Initial sizing optimisation of anisotropic composite panels with T-shaped stiffeners

This paper provides an approach to perform initial sizing optimisation of anisotropic composite panels with T-shaped stiffeners. The method divides the optimisation problem into two steps. At the first step, composite optimisation is performed using mathematical programming, where the skin and the stiffeners are modelled using lamination parameters accounting for their anisotropy. Skin and stiffener laminates are assumed to be symmetric, or mid-plane symmetric laminates with 0°, 90°, 45°, or −45° ply angles. The stiffened panel is subjected to a combined loading under strength, buckling and practical design constraints. Buckling constraints are computed using closed form solutions and an energy method (Rayleigh-Ritz). Conservatism is partially removed in the buckling analysis by considering the skin-stiffener flange interaction and decreasing the effective width of the skin. Furthermore, the manufacture of the stiffener is embedded within the design variables. At the second step, the actual skin and stiffener lay-ups are obtained using genetic algorithms, accounting for manufacturability and design practices. This two step approach permits the separation of the structural analysis (strength, buckling, etc.), which is performed at the first step, from the laminate stacking sequence combinatorial problem, which is dealt efficiently with genetic algorithms at the second step.

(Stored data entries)
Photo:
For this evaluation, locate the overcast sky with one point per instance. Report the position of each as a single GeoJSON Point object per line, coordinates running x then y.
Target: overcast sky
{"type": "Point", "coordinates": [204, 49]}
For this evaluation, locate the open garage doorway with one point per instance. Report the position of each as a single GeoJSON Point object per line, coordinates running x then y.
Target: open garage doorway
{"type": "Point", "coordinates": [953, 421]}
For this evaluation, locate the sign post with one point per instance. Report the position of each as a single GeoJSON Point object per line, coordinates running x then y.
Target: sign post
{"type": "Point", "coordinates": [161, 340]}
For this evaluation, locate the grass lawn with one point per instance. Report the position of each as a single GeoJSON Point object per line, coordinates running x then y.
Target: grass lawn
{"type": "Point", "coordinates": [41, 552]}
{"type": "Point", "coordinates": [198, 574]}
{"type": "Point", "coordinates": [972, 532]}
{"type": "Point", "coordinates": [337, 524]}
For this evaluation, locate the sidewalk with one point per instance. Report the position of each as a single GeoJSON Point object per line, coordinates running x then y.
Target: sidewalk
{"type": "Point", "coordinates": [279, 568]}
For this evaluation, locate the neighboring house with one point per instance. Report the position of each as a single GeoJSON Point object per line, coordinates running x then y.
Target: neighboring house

# [Exercise description]
In the text on initial sizing optimisation of composite panels with T-shaped stiffeners, what method obtains the actual skin and stiffener lay-ups at the second step?

# [Expected answer]
Genetic algorithms.